THE PROBLEM — Copy out each of the entries below word for word, keeping every line as it is.

DATA FOR THE TASK —
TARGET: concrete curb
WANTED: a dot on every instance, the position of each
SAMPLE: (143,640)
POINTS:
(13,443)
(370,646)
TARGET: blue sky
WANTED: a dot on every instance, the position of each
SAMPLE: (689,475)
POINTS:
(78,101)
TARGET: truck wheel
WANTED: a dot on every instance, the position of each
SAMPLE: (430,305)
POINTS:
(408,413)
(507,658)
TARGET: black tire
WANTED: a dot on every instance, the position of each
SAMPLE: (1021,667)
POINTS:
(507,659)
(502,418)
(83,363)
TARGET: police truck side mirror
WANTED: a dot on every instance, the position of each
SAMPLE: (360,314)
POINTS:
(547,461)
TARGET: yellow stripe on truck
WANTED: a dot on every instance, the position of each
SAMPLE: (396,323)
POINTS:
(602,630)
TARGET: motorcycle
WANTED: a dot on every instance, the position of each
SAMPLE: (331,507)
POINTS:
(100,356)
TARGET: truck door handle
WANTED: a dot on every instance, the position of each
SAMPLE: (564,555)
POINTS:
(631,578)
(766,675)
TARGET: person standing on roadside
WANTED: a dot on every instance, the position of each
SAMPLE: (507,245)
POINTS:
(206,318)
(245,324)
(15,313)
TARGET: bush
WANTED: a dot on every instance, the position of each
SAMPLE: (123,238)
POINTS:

ANSWER —
TARGET: concrete curb
WANTED: a dot on every instance, the position of each
SAMPLE: (143,640)
POINTS:
(13,443)
(370,646)
TARGET: blue sky
WANTED: a dot on every instance, the position of each
SAMPLE: (689,475)
POINTS:
(78,101)
TARGET: truck wheel
WANTED: a dot on every instance, the position of each
SAMPLE: (430,305)
POINTS:
(408,413)
(507,658)
TARGET: black tire
WANTED: a dot on every instance, the position of each
SAMPLE: (1021,667)
POINTS:
(507,659)
(502,418)
(83,363)
TARGET: police truck side mirror
WANTED: a dot on every instance, the position of each
SAMPLE: (360,314)
POINTS:
(547,461)
TARGET: yellow stripe on truck
WANTED: a dot on every instance, the position of each
SAMPLE: (396,323)
POINTS:
(602,630)
TARGET: motorcycle
WANTED: a dot on every instance, the position of each
SAMPLE: (331,507)
POINTS:
(100,356)
TARGET: truck door handle
WANTED: a dot on every instance, the position of each
SAMPLE: (564,555)
POINTS:
(631,578)
(766,675)
TARGET: person standing on roadside
WANTED: a dot on every instance, the position of each
SAMPLE: (507,245)
POINTS:
(206,318)
(245,324)
(15,313)
TARGET: bush
WANTED: a dot on every instance, the position of each
SAMPLE: (123,238)
POINTS:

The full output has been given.